**Exercise**
Starting at the line that contains "Task: point: the distant mountain" and ending at the end of the records, rewrite those lines as a numbered list, leaving out any blank lines.

[Point annotation dataset records]

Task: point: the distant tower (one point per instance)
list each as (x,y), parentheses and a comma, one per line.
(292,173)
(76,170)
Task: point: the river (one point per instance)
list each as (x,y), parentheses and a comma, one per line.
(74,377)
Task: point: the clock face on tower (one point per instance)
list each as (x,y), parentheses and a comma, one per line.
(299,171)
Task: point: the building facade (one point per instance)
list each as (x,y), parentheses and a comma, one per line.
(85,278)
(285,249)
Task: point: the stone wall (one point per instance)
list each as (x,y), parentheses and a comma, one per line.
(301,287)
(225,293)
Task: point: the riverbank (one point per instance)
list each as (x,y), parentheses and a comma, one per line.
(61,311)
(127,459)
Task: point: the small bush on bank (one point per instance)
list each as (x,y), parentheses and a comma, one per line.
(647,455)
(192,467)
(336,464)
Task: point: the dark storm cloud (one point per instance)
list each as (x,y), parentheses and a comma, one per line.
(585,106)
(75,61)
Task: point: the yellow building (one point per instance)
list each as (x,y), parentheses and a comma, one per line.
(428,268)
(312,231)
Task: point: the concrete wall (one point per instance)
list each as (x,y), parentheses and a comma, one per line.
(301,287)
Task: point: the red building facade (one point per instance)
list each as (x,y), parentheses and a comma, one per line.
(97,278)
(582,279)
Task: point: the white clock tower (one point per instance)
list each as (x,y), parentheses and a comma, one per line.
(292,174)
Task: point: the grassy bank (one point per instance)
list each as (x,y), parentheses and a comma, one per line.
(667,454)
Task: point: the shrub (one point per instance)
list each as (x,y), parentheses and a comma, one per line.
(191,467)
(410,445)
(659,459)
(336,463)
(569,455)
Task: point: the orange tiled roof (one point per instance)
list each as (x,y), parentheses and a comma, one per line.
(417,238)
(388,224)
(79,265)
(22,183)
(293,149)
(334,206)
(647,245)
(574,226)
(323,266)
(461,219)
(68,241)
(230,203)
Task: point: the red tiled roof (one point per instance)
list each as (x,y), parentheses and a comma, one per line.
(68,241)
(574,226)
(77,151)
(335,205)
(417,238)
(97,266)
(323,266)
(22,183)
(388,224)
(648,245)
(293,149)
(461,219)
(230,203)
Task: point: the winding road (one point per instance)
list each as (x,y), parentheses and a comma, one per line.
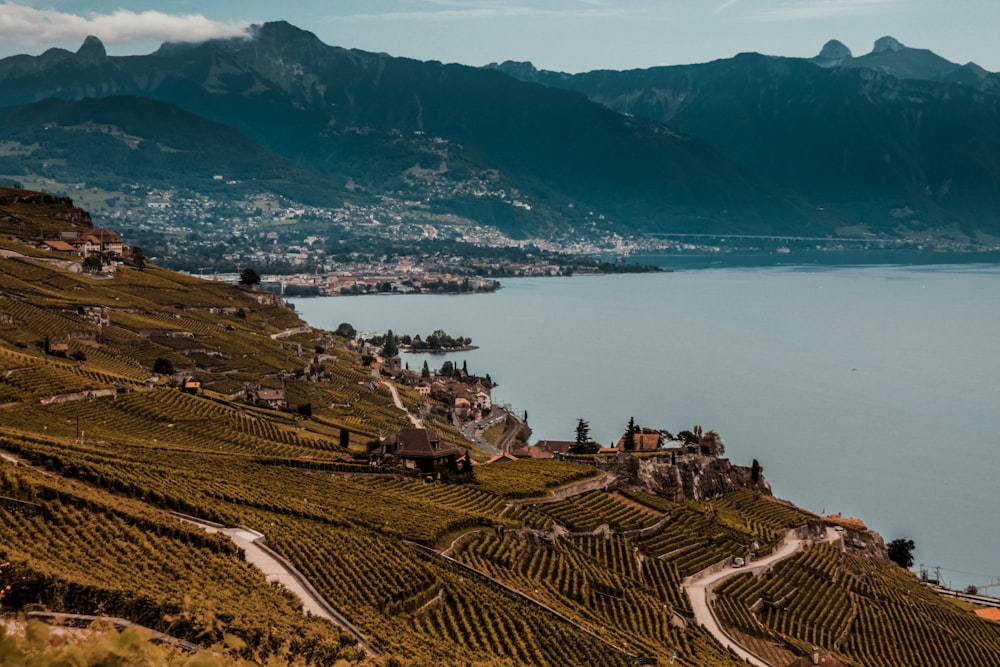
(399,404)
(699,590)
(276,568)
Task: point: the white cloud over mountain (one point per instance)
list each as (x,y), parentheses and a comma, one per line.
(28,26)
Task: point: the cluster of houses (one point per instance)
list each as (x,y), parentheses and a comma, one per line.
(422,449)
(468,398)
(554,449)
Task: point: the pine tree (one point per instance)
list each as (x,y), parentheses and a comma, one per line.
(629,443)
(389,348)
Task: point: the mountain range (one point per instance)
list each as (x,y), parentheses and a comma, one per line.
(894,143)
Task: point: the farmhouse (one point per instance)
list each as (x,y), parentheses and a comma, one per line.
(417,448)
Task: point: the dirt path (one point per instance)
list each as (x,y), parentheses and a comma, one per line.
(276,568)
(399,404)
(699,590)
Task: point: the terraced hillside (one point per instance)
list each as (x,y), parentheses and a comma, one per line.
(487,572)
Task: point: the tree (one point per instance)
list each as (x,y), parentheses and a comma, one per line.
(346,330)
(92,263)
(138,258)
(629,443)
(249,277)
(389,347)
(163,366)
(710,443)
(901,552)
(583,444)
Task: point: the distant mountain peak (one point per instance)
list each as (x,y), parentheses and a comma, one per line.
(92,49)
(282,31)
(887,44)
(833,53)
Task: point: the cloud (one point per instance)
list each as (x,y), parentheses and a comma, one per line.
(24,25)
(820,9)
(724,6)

**The solution**
1. Task: point: the distant mountain peak (one point per instance)
2. list each as (x,y), parentheses and a comma, one per line.
3. (92,49)
4. (282,31)
5. (887,44)
6. (833,53)
7. Task: point: the cloud (one point per instance)
8. list each as (x,y), parentheses and a comma, one per line.
9. (24,25)
10. (820,9)
11. (724,6)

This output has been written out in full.